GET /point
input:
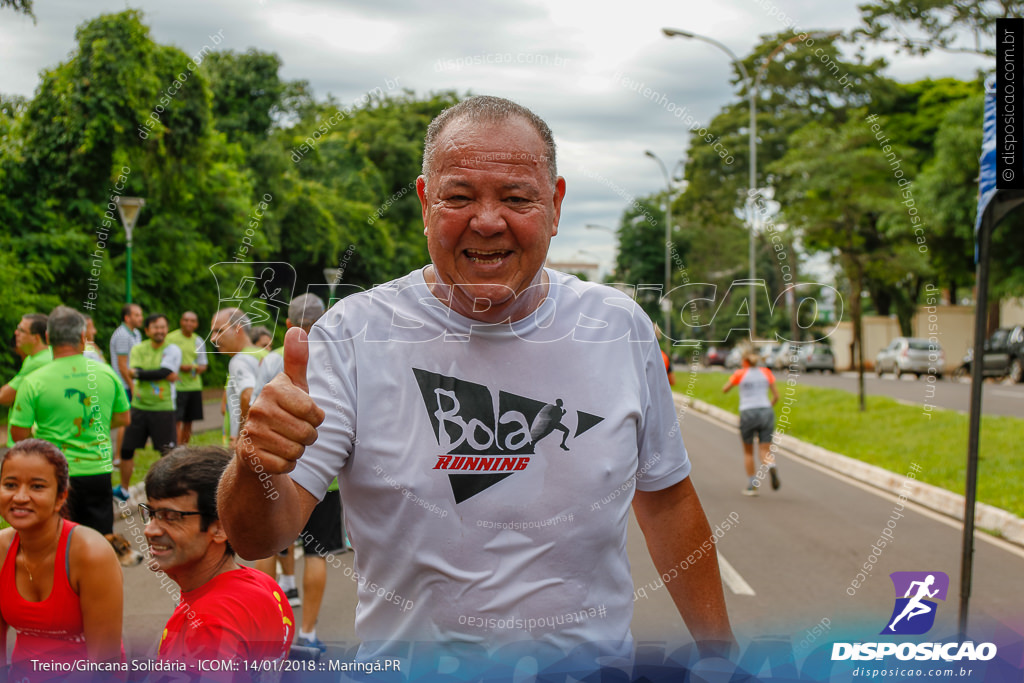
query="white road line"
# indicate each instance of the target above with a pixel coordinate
(916, 507)
(1012, 394)
(732, 578)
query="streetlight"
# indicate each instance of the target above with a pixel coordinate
(331, 276)
(752, 88)
(666, 302)
(128, 209)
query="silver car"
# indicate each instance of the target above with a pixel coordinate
(815, 356)
(907, 355)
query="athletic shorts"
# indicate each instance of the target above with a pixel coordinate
(323, 532)
(759, 421)
(160, 426)
(189, 406)
(90, 502)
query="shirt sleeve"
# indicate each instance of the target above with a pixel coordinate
(171, 358)
(662, 458)
(244, 369)
(201, 358)
(332, 386)
(24, 412)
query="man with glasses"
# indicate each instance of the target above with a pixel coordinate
(226, 610)
(30, 340)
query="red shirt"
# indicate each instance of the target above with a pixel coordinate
(242, 613)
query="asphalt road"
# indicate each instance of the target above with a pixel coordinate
(793, 555)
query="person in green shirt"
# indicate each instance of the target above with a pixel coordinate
(30, 339)
(154, 366)
(73, 402)
(194, 363)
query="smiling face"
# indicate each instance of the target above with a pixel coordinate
(180, 548)
(157, 331)
(29, 491)
(489, 211)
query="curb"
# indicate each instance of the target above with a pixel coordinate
(1005, 524)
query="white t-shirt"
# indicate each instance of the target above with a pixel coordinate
(471, 521)
(242, 370)
(271, 365)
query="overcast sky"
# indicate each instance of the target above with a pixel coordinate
(559, 57)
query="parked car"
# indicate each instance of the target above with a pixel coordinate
(1004, 355)
(715, 355)
(910, 355)
(815, 356)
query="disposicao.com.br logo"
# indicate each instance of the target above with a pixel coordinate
(913, 614)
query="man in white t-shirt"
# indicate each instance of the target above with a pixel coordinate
(486, 469)
(229, 333)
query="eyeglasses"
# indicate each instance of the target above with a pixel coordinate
(163, 514)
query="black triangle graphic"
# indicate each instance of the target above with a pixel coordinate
(465, 486)
(585, 421)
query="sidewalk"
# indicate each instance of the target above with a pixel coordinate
(1004, 524)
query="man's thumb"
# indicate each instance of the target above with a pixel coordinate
(296, 357)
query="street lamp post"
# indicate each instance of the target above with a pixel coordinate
(666, 302)
(753, 86)
(128, 209)
(331, 275)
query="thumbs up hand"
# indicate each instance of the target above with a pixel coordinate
(284, 419)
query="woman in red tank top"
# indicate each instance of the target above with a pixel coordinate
(60, 584)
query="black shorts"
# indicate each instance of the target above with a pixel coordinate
(90, 502)
(323, 532)
(189, 406)
(161, 426)
(760, 421)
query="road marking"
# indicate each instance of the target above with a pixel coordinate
(732, 578)
(1012, 394)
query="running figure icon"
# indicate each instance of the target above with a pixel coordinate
(915, 607)
(548, 420)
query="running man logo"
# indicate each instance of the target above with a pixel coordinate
(262, 290)
(914, 613)
(491, 445)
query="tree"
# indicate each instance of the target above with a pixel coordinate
(938, 24)
(840, 188)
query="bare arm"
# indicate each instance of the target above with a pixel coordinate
(120, 420)
(261, 508)
(98, 581)
(676, 529)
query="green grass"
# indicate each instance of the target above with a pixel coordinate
(893, 436)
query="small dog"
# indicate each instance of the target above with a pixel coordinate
(127, 555)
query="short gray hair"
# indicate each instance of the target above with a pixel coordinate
(65, 327)
(304, 310)
(486, 109)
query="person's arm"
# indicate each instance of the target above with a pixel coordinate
(99, 584)
(675, 526)
(261, 508)
(120, 420)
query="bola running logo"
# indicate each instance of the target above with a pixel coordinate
(481, 447)
(913, 613)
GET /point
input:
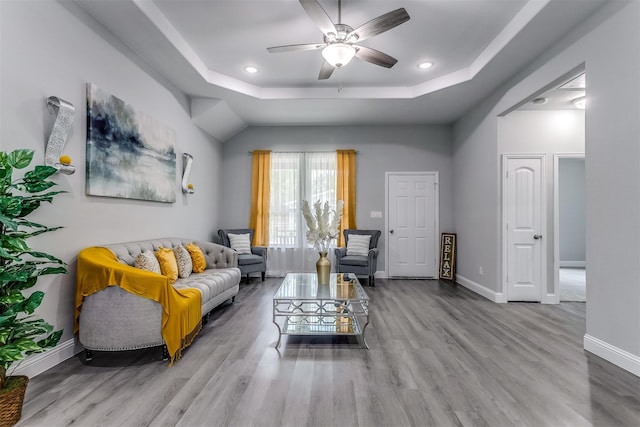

◆ ◆ ◆ ◆ ◆

[Your task]
How many of the lines above contain the string "black", with case counting? Reply with the number alone.

[Final result]
2